— Task details —
Could you repeat the records below exactly, leaving the pictures out?

-.-.-

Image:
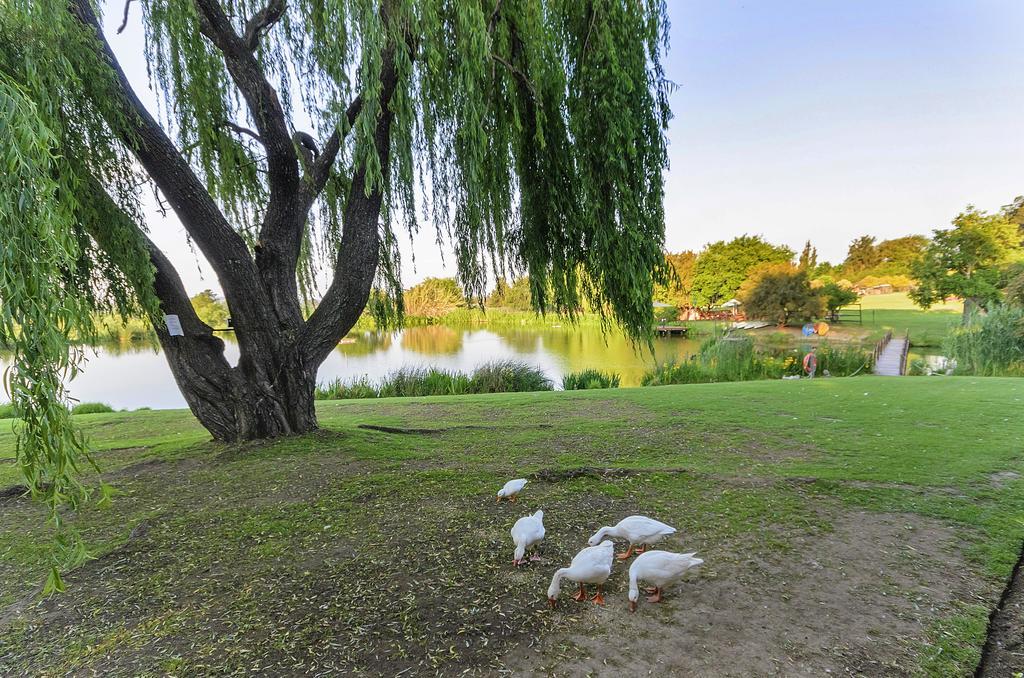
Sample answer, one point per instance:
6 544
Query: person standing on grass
811 363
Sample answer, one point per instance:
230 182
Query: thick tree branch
263 19
358 253
239 129
322 168
124 20
516 72
223 248
261 98
281 234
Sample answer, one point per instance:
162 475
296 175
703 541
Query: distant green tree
809 257
835 296
861 255
678 290
513 297
722 267
898 254
210 308
968 260
1014 292
779 292
1015 213
433 298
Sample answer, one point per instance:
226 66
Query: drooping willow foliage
530 131
52 274
528 134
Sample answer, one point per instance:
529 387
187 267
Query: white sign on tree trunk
173 326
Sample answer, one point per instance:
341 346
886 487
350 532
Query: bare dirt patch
857 600
1004 651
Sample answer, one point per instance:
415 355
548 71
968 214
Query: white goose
527 533
659 568
592 565
511 489
639 530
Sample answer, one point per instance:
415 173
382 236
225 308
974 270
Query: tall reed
990 344
497 377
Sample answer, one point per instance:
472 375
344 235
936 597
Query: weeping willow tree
296 140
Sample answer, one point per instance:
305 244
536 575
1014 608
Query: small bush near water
578 381
989 345
498 377
735 358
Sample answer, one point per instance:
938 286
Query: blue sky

-.-.-

— Finished task —
Image:
Sample answer, one point per instance:
6 544
Query: person standing on grass
811 363
Sample answer, one point per instance:
230 182
Query: thick tree branch
263 19
358 253
239 129
322 168
124 20
516 72
223 248
261 98
281 234
Sample answer, one point per instance:
162 475
296 175
703 541
Query: distant green tree
809 257
835 296
861 255
678 290
513 297
722 267
898 254
210 308
968 260
1014 292
779 292
1015 213
433 298
Sample answer, one point per instance:
226 66
Query: drooping willow foliage
530 131
52 274
528 134
Sample answer, one point per instance:
529 387
187 267
Query: white sign on tree trunk
173 326
Sample answer, one point per instance:
341 346
886 487
350 532
Query: bare dirt patch
857 600
1004 651
Sample answer, one point per instance:
415 355
548 71
968 214
Query: white goose
527 533
659 568
592 565
511 489
639 530
Sample answer, one point per instance:
415 173
382 236
225 308
974 270
Query: tall reed
990 344
497 377
Sample answer, one point per instance:
472 375
344 235
936 597
Query: weeping willow tree
296 140
Sample answer, one point per instance:
305 244
536 575
1014 608
Query: small bush near water
578 381
989 345
498 377
735 358
Sample answer, one point per instance:
938 286
Query: blue sky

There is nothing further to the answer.